* **Requirement**
Select every line of the records below that contains the word "lantern", matching case exactly.

* **Recorded information**
■ ■ ■ ■
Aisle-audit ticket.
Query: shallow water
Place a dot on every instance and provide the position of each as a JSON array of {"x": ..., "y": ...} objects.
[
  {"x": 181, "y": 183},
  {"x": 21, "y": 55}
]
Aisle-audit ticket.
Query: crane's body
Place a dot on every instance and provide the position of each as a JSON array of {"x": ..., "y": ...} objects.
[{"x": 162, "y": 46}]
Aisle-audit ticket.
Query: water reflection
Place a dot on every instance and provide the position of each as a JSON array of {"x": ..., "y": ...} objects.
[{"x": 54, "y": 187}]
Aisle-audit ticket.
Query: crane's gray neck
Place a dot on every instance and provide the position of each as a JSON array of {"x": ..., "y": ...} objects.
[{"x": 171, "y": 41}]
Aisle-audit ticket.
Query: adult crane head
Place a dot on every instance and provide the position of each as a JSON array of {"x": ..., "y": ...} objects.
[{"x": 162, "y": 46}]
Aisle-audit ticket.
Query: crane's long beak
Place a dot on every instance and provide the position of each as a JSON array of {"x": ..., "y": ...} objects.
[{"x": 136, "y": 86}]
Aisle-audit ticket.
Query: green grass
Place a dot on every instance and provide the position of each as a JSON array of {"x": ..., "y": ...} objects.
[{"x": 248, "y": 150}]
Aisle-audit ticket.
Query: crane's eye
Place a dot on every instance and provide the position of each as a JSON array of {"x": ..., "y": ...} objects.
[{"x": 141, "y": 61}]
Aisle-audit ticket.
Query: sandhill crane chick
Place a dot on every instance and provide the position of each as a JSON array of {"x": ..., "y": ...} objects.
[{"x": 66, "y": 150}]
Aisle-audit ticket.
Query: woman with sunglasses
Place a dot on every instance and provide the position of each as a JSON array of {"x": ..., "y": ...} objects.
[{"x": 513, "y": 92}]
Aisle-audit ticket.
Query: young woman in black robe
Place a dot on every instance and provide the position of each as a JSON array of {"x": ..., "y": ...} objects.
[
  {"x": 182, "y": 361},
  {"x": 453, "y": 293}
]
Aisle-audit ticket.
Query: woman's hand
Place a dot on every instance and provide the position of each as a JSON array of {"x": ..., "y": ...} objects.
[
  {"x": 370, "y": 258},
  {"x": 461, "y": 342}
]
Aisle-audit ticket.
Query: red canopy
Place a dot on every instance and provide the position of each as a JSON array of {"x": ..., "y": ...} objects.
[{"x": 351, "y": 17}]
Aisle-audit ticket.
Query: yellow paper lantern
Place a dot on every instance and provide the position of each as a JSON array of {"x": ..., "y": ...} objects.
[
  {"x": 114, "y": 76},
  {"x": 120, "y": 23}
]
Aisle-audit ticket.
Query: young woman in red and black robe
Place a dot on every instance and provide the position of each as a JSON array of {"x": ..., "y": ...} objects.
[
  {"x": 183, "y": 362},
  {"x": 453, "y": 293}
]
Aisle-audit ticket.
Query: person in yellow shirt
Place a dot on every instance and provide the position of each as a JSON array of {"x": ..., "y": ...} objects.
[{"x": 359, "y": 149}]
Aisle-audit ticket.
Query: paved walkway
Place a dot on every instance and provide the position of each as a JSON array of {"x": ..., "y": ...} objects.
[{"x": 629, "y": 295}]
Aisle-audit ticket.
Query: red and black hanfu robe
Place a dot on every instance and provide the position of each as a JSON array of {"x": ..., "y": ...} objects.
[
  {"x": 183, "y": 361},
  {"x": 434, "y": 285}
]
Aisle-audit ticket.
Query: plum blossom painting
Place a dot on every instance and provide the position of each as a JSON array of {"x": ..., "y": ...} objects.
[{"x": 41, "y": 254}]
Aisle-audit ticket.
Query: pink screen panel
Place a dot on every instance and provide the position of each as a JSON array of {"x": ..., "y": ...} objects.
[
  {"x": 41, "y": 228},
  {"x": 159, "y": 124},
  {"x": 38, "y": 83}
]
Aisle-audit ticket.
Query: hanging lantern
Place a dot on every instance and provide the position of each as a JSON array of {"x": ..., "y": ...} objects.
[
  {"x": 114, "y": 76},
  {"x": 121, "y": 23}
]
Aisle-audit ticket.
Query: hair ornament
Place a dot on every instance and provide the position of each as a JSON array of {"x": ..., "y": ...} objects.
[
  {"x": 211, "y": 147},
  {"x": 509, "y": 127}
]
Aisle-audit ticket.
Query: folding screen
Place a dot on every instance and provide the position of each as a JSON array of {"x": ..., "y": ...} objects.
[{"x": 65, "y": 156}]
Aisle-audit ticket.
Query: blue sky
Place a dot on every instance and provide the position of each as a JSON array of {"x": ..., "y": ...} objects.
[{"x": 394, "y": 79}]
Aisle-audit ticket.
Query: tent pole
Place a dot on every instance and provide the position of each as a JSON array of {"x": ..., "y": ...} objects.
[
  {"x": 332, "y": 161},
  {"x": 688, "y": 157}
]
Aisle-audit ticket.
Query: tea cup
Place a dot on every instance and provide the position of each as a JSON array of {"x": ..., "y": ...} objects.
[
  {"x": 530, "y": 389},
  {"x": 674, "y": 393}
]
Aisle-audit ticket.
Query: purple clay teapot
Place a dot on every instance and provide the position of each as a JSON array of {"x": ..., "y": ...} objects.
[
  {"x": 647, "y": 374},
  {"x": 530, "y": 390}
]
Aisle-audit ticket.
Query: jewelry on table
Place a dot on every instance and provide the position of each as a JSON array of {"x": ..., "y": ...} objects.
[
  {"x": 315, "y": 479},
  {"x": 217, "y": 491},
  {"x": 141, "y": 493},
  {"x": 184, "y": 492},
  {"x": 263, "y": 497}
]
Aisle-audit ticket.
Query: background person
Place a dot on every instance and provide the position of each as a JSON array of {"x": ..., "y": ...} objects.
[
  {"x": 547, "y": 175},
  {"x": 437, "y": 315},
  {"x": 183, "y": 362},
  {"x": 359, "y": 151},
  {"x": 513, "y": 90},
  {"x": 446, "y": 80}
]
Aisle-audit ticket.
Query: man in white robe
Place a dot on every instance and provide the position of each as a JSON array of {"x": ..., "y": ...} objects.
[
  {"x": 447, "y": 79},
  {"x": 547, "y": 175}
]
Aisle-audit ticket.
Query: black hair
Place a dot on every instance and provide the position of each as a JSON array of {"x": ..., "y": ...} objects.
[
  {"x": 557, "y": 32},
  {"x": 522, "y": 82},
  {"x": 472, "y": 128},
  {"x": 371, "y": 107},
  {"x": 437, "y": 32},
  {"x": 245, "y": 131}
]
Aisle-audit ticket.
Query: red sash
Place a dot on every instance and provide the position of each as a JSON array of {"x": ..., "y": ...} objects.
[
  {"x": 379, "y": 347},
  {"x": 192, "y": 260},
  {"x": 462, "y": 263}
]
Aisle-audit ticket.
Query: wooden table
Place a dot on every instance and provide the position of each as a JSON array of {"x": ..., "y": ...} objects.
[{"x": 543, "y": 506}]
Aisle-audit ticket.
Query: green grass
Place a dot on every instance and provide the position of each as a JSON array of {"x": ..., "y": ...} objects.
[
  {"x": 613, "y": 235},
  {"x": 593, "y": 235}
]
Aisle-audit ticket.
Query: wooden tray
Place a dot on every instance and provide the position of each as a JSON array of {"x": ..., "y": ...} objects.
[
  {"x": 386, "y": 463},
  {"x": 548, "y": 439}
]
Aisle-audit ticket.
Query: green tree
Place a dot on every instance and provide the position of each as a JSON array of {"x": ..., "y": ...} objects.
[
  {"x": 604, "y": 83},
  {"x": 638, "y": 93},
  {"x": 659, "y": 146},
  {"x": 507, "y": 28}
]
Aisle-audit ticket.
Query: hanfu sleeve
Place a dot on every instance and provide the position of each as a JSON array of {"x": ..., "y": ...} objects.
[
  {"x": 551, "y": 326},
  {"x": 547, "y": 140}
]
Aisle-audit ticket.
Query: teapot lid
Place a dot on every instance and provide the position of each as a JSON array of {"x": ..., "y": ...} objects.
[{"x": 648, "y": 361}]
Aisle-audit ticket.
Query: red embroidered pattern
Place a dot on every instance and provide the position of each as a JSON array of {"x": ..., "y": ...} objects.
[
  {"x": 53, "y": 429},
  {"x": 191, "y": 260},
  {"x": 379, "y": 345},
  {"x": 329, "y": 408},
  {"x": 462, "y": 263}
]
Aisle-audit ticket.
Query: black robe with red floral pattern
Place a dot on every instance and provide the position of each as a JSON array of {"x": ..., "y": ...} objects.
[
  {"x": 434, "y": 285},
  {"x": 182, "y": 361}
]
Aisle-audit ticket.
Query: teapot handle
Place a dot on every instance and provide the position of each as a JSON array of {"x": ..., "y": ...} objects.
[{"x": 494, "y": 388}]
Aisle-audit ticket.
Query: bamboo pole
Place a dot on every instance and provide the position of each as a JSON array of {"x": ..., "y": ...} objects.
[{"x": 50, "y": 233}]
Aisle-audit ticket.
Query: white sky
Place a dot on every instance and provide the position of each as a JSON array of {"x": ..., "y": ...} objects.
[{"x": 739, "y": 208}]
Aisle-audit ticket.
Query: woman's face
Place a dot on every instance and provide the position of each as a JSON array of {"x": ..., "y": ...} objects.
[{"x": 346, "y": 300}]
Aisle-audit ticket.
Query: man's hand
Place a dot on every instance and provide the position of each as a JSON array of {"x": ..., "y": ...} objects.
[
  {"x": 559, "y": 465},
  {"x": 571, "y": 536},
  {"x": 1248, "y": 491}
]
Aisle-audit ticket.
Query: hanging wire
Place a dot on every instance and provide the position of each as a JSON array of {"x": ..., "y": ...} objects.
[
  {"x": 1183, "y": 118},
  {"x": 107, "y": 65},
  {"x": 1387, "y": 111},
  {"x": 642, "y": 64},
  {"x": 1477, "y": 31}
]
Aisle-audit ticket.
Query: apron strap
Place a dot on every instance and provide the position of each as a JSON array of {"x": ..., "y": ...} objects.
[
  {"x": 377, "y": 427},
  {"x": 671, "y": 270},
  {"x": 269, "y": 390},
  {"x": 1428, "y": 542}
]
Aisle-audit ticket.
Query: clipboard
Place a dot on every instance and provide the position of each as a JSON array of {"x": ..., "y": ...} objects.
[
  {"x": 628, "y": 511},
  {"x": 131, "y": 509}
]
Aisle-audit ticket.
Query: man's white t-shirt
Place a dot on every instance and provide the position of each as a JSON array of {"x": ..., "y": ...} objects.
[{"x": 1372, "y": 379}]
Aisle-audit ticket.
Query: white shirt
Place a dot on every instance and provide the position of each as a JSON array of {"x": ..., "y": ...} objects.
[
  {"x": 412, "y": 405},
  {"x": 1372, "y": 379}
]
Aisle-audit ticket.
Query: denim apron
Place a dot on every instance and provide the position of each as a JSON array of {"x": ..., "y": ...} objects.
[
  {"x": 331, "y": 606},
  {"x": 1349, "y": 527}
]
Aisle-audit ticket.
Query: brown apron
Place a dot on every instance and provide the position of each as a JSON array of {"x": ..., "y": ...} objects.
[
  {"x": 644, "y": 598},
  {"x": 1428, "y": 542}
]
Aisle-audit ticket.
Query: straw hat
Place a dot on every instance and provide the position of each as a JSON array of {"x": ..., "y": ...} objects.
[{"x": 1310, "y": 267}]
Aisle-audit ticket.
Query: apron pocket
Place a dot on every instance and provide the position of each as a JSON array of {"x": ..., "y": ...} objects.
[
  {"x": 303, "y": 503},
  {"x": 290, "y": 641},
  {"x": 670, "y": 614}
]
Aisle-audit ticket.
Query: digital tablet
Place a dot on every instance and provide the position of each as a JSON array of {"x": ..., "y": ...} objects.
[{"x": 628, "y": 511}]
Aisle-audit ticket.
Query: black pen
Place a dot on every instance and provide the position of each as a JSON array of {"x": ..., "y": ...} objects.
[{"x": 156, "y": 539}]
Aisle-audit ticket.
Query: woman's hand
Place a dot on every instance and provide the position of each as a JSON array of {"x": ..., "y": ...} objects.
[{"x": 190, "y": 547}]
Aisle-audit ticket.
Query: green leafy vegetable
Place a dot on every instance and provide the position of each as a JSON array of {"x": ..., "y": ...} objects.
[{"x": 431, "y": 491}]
■ ■ ■ ■
* **Output below**
Query: yellow paper lantern
Query: hanging lantern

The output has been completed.